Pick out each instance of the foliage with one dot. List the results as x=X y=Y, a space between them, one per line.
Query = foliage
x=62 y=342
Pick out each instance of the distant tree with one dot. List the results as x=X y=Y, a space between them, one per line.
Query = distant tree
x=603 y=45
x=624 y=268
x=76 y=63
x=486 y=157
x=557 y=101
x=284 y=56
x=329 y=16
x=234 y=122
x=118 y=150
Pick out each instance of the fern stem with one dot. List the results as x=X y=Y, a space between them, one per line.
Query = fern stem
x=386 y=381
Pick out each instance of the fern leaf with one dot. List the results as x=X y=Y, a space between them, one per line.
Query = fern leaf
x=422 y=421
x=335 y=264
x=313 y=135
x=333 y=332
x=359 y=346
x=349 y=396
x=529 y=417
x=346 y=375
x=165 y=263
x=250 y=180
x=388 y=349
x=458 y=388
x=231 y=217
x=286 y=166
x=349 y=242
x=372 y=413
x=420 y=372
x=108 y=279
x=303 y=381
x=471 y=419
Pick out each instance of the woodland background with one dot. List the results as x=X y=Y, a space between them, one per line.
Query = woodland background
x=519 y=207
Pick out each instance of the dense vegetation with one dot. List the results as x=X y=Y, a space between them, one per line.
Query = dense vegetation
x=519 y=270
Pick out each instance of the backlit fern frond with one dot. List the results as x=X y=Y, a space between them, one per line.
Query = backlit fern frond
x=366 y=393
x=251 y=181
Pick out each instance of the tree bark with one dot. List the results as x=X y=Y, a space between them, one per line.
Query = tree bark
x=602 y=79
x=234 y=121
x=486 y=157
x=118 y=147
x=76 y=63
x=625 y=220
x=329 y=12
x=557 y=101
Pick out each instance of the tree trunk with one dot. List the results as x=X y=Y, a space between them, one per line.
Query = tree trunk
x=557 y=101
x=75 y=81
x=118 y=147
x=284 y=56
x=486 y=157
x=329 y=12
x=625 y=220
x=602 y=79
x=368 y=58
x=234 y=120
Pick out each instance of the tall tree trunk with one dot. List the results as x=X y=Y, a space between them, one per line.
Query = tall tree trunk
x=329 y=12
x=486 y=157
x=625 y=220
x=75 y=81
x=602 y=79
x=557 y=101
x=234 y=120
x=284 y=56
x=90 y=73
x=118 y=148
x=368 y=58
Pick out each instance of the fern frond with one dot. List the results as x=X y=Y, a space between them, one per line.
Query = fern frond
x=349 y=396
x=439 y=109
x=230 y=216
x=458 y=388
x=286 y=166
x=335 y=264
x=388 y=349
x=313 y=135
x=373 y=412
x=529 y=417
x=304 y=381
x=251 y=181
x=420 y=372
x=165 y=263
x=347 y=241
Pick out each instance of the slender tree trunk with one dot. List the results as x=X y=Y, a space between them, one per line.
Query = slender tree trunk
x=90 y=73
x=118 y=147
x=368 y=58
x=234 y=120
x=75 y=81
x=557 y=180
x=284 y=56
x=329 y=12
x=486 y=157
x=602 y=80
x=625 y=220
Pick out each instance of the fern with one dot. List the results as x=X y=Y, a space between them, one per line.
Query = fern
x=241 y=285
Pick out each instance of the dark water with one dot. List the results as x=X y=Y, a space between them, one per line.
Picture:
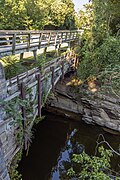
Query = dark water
x=54 y=142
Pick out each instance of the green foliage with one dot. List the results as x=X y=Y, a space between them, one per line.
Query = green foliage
x=102 y=62
x=14 y=174
x=100 y=52
x=12 y=66
x=38 y=14
x=92 y=167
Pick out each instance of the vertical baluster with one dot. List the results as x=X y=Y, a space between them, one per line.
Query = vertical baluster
x=39 y=95
x=62 y=70
x=22 y=95
x=40 y=39
x=28 y=42
x=52 y=80
x=49 y=38
x=13 y=43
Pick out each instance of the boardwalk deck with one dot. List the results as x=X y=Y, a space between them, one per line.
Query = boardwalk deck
x=17 y=42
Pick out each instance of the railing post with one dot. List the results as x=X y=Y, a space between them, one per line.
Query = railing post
x=40 y=39
x=62 y=70
x=52 y=80
x=35 y=55
x=21 y=56
x=13 y=43
x=28 y=43
x=39 y=95
x=49 y=38
x=22 y=95
x=61 y=37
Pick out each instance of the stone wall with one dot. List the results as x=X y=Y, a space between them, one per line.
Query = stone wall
x=93 y=108
x=24 y=87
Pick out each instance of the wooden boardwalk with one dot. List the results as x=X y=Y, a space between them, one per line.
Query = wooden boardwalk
x=18 y=42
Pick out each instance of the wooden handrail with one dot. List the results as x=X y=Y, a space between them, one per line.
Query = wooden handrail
x=20 y=41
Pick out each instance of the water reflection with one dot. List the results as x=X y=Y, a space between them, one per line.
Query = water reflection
x=55 y=140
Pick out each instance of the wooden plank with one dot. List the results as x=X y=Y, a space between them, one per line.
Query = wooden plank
x=39 y=95
x=13 y=43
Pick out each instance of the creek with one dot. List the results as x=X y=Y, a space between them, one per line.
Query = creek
x=54 y=141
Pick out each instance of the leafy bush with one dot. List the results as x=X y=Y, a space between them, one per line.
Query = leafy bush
x=92 y=168
x=102 y=62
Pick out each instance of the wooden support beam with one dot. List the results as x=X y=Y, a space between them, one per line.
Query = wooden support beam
x=52 y=79
x=62 y=70
x=13 y=43
x=45 y=50
x=21 y=56
x=22 y=95
x=28 y=42
x=40 y=39
x=35 y=55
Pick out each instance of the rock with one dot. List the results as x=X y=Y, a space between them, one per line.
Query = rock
x=94 y=108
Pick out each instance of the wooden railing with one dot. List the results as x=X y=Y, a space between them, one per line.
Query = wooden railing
x=17 y=42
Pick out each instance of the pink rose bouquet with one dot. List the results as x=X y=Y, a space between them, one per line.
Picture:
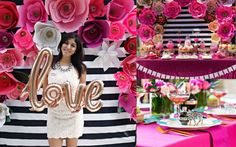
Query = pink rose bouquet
x=93 y=32
x=130 y=22
x=23 y=39
x=32 y=11
x=117 y=31
x=172 y=9
x=197 y=9
x=68 y=15
x=224 y=13
x=147 y=16
x=9 y=59
x=6 y=39
x=118 y=9
x=145 y=32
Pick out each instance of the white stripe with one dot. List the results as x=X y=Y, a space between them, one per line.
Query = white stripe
x=87 y=130
x=18 y=103
x=87 y=117
x=81 y=142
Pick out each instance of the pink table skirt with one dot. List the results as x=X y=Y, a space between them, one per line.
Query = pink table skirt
x=220 y=136
x=170 y=69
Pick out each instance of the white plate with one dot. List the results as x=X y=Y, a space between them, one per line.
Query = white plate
x=174 y=123
x=221 y=113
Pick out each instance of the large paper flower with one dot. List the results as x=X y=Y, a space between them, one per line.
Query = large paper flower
x=8 y=15
x=4 y=111
x=130 y=45
x=172 y=9
x=130 y=22
x=46 y=35
x=97 y=8
x=183 y=3
x=117 y=31
x=213 y=26
x=23 y=39
x=197 y=9
x=123 y=81
x=226 y=30
x=15 y=93
x=9 y=59
x=5 y=39
x=145 y=3
x=118 y=9
x=7 y=83
x=129 y=65
x=68 y=15
x=32 y=11
x=145 y=32
x=147 y=16
x=224 y=13
x=93 y=32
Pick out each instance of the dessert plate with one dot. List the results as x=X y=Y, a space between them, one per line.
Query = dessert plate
x=175 y=123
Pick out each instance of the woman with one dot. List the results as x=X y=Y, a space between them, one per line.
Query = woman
x=68 y=67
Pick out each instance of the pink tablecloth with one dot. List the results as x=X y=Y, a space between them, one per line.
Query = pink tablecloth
x=220 y=136
x=169 y=69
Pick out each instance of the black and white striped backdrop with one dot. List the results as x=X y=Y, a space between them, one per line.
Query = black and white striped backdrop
x=105 y=128
x=184 y=25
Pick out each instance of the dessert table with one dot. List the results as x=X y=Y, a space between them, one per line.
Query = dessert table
x=186 y=68
x=218 y=136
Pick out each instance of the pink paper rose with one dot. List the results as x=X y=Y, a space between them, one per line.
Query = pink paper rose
x=30 y=56
x=23 y=39
x=226 y=30
x=147 y=16
x=15 y=93
x=158 y=7
x=128 y=102
x=118 y=9
x=123 y=81
x=197 y=10
x=7 y=83
x=172 y=9
x=183 y=3
x=8 y=14
x=130 y=45
x=32 y=11
x=68 y=15
x=130 y=22
x=224 y=13
x=129 y=65
x=117 y=31
x=9 y=59
x=97 y=8
x=5 y=39
x=145 y=32
x=93 y=32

## Stated task
Reproduce exactly the lines from the one containing "Pick out each instance of the black" through the last line of the records above, including both, and nothing else.

## Task output
Pick out each instance of the black and white striped backdrop with one dot. List the results as x=X y=Y, a space between them, one per line.
Query = black and white striped backdrop
x=105 y=128
x=184 y=25
Pick out each instance of the dessert table with one dot. List the results as x=X y=Y, a space between them, one per line.
Query = dessert table
x=186 y=68
x=218 y=136
Pick out each instance of the pink paper rose with one dot. List the results as x=X y=Y, a space between them, one per line.
Query = pink paper rose
x=30 y=56
x=23 y=39
x=226 y=30
x=147 y=16
x=15 y=93
x=158 y=7
x=128 y=102
x=118 y=9
x=123 y=81
x=197 y=10
x=7 y=83
x=172 y=9
x=183 y=3
x=8 y=14
x=130 y=45
x=32 y=11
x=68 y=15
x=130 y=22
x=224 y=13
x=129 y=65
x=117 y=31
x=9 y=59
x=97 y=8
x=5 y=39
x=145 y=32
x=93 y=32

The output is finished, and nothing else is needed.